What is required
Gather every line of the material below that contains the word "dining" and copy each one in full. Case counts.

Stored data
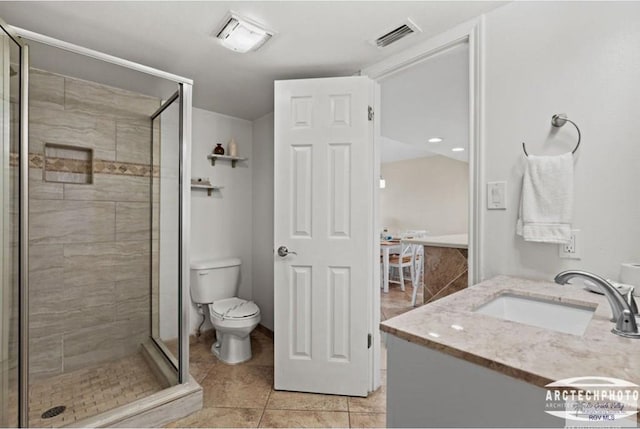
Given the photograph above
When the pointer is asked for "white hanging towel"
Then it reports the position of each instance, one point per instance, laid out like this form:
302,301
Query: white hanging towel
546,202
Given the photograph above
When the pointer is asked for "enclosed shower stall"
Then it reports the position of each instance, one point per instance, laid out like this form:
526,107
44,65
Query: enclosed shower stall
95,167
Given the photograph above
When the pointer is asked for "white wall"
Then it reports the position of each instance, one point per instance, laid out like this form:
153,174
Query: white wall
221,225
580,58
430,193
263,217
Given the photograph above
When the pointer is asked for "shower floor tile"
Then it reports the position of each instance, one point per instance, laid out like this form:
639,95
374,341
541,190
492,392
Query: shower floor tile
91,391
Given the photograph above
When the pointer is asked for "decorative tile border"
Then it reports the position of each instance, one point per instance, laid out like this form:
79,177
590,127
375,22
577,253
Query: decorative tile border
37,160
65,165
125,168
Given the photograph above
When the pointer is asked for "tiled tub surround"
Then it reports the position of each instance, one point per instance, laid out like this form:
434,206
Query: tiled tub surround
445,265
90,244
533,356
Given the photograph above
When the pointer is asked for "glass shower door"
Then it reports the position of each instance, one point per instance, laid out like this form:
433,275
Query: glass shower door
11,81
165,239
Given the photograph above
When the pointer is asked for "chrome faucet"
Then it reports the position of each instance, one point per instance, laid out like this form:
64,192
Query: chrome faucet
624,310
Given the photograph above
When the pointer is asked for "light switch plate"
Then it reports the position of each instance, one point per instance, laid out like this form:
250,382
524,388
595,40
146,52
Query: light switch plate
572,249
497,195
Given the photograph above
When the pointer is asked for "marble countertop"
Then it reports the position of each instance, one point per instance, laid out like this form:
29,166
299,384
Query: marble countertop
535,355
459,241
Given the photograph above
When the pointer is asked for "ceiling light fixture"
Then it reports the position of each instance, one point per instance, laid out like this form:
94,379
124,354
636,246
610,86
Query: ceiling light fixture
242,34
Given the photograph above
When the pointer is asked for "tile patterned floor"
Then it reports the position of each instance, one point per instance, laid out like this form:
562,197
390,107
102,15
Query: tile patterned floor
243,396
92,390
396,302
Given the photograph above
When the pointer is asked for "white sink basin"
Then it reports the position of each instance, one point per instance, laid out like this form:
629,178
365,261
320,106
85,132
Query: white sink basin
552,315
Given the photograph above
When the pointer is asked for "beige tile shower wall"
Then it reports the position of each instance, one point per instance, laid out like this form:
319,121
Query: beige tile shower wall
90,243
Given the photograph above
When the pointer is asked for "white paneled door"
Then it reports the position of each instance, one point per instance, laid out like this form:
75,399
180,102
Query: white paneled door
324,171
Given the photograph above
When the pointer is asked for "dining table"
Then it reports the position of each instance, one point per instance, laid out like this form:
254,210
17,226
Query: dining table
387,247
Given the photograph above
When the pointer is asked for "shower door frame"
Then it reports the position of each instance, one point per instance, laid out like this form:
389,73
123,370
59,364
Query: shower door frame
185,87
23,220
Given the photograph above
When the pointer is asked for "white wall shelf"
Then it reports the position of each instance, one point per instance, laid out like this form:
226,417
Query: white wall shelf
209,188
234,159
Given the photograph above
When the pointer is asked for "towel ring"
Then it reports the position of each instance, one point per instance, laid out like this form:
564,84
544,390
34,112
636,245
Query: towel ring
558,121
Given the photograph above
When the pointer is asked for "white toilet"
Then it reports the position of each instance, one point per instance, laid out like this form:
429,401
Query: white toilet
214,284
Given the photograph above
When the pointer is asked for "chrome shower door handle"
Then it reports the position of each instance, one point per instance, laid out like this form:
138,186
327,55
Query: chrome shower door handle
283,251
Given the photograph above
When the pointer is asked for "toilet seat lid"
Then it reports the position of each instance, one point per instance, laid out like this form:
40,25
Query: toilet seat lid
234,308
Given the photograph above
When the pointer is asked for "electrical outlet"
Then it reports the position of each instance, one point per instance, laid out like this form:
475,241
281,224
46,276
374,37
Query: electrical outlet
572,249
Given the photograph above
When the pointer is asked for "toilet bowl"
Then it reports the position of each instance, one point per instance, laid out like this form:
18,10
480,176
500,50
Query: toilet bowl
233,319
214,285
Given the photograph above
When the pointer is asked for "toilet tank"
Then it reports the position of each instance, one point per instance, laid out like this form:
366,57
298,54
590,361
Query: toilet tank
214,279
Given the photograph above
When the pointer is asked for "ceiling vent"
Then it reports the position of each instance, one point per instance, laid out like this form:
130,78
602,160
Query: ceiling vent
242,34
409,27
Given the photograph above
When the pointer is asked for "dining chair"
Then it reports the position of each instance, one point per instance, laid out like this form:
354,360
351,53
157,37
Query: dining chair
418,271
402,261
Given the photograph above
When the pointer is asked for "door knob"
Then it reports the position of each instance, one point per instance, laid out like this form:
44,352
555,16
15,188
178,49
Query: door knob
283,251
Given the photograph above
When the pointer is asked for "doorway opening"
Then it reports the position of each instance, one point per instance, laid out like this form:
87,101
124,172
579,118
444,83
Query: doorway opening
423,208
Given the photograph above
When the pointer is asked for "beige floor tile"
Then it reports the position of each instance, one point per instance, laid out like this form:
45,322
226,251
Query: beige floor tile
304,419
280,400
220,418
242,386
199,370
367,420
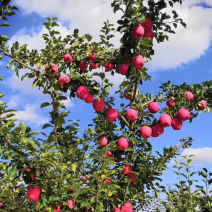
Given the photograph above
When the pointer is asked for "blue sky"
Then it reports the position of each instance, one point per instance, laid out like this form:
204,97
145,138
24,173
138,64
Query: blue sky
185,58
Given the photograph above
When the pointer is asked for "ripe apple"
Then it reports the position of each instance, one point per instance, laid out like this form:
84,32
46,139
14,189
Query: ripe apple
146,132
165,120
183,114
147,24
123,69
138,32
127,207
170,103
138,62
189,95
111,114
98,105
132,115
158,129
102,141
109,66
149,34
177,124
54,68
108,181
127,169
89,99
68,58
153,107
82,92
63,80
123,144
203,106
132,178
109,154
93,65
33,193
83,66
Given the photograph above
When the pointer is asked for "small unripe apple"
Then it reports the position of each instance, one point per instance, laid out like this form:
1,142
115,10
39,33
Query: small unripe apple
153,107
123,69
123,144
109,66
63,80
68,58
83,66
183,114
102,141
165,120
158,129
138,62
203,105
109,154
33,193
177,124
54,68
89,99
93,65
82,92
127,169
170,103
111,114
132,115
147,24
127,207
138,32
98,105
146,132
108,181
189,95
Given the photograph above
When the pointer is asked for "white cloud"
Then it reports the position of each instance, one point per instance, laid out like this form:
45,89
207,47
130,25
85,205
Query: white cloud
201,156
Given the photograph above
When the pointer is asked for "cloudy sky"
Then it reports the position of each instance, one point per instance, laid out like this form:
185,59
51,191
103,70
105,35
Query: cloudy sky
186,57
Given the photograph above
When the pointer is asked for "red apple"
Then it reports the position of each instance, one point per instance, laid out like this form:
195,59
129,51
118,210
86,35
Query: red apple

Solution to this problem
When the pointer is asked for "dining table"
Query: dining table
When the pointer is asked for "dining chair"
Query: dining chair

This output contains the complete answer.